** Work to be completed **
Write down nothing except how many lines in the entries contain "Detect".

** Dataset entries **
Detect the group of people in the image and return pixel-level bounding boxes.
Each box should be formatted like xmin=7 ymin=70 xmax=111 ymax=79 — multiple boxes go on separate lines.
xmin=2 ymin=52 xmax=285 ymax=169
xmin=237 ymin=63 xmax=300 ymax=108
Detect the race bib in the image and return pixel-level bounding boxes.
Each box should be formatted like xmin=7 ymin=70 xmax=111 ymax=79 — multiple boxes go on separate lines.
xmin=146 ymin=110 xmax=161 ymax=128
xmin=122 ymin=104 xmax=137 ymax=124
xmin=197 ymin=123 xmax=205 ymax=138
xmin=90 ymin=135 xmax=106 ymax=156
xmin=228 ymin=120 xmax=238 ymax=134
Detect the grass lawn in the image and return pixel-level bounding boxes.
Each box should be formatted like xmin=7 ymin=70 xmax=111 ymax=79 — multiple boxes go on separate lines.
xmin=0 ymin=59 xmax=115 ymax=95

---

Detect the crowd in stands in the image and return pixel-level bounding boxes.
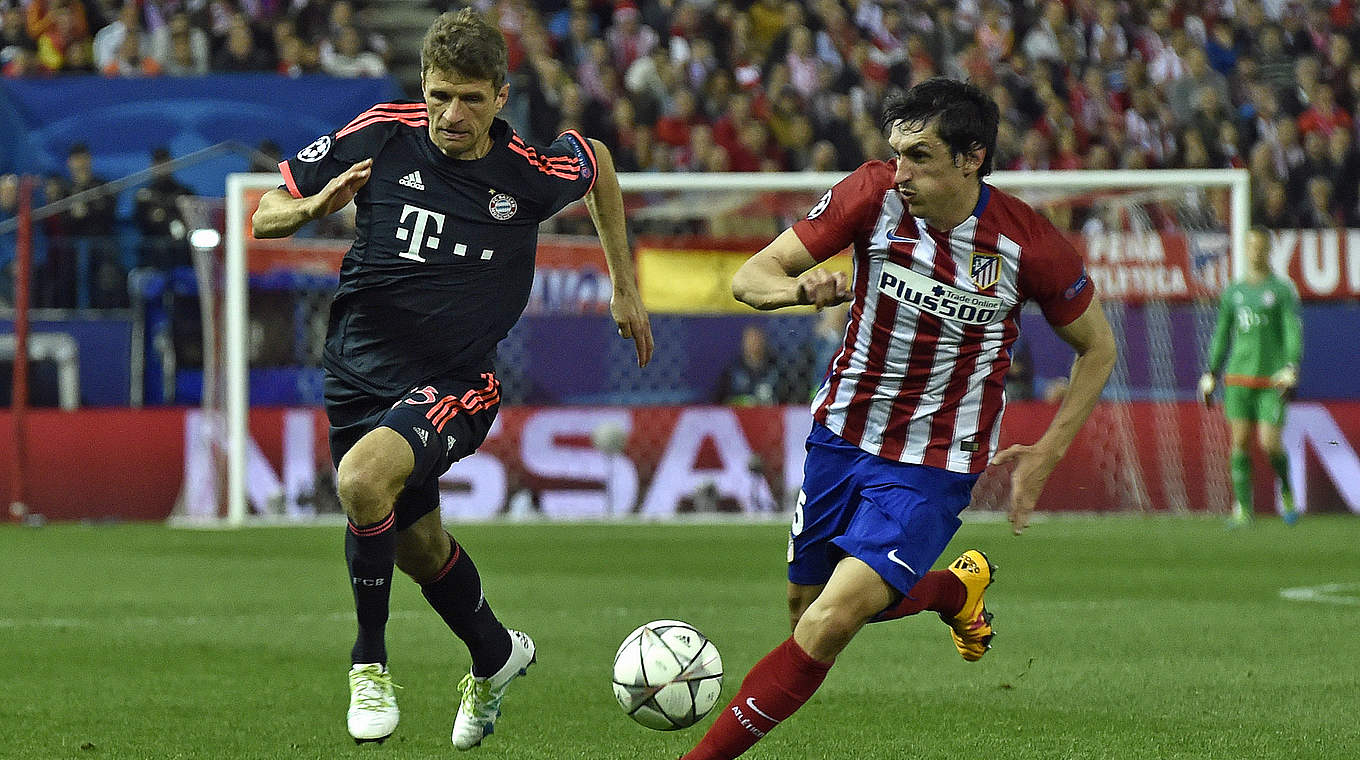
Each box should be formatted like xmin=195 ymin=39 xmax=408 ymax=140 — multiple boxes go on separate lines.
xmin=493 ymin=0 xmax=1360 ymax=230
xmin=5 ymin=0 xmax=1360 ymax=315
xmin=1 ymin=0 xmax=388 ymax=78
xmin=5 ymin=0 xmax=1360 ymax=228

** Response box **
4